WHAT THIS TASK INVOLVES:
Return each line of the listing that contains the string "farthest".

• • •

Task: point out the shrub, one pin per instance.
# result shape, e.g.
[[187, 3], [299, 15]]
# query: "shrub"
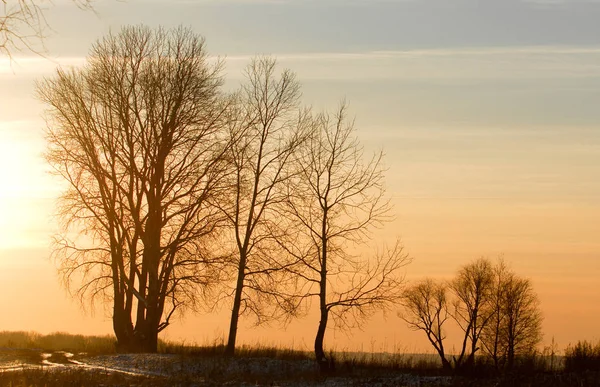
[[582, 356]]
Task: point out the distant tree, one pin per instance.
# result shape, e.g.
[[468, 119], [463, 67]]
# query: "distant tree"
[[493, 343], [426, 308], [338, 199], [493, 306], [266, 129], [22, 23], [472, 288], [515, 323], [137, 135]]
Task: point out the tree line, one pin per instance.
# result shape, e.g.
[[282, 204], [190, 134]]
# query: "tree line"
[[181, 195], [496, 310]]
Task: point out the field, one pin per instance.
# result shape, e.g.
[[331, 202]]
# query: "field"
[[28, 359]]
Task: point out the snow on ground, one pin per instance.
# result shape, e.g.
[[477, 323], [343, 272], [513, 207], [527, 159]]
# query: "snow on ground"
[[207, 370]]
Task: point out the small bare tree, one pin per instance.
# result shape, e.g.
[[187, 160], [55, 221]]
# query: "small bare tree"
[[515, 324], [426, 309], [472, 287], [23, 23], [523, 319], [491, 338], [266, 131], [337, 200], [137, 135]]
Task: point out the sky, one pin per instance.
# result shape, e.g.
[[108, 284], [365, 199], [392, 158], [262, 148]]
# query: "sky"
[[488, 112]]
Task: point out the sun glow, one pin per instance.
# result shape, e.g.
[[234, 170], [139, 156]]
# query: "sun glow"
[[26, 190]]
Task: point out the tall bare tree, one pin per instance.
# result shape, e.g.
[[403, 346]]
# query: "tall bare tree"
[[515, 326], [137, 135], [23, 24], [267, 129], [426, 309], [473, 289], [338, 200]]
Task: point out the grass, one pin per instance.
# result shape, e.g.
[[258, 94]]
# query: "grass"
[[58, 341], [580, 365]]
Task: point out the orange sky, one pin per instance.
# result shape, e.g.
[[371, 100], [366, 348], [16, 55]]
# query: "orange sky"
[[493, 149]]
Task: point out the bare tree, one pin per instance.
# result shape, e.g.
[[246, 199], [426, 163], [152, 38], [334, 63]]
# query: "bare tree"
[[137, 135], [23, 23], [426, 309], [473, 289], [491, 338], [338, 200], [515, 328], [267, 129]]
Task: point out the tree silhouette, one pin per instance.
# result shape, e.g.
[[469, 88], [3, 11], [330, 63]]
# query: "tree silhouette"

• • •

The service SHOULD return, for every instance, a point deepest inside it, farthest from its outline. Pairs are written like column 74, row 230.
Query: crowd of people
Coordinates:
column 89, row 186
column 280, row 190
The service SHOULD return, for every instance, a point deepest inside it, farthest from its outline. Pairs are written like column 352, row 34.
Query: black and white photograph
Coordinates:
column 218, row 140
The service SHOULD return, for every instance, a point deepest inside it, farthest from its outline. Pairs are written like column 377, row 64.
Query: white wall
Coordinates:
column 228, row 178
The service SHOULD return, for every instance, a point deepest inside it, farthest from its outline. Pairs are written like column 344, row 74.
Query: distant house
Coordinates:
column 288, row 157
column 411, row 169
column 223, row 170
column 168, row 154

• • •

ANSWER BOX:
The service SHOULD return, for every instance, a point deepest inside it, farthest from its outline. Pairs are written like column 74, row 230.
The service SHOULD return, for every instance, a point deepest inside it, farthest from its outline. Pairs are written like column 352, row 34.
The service SHOULD return, for every instance, a point deepest inside it, farthest from its outline. Pairs are written like column 377, row 64.
The service SHOULD return, for every instance, a point deepest inside it, farthest from its outline. Pairs are written like column 344, row 74.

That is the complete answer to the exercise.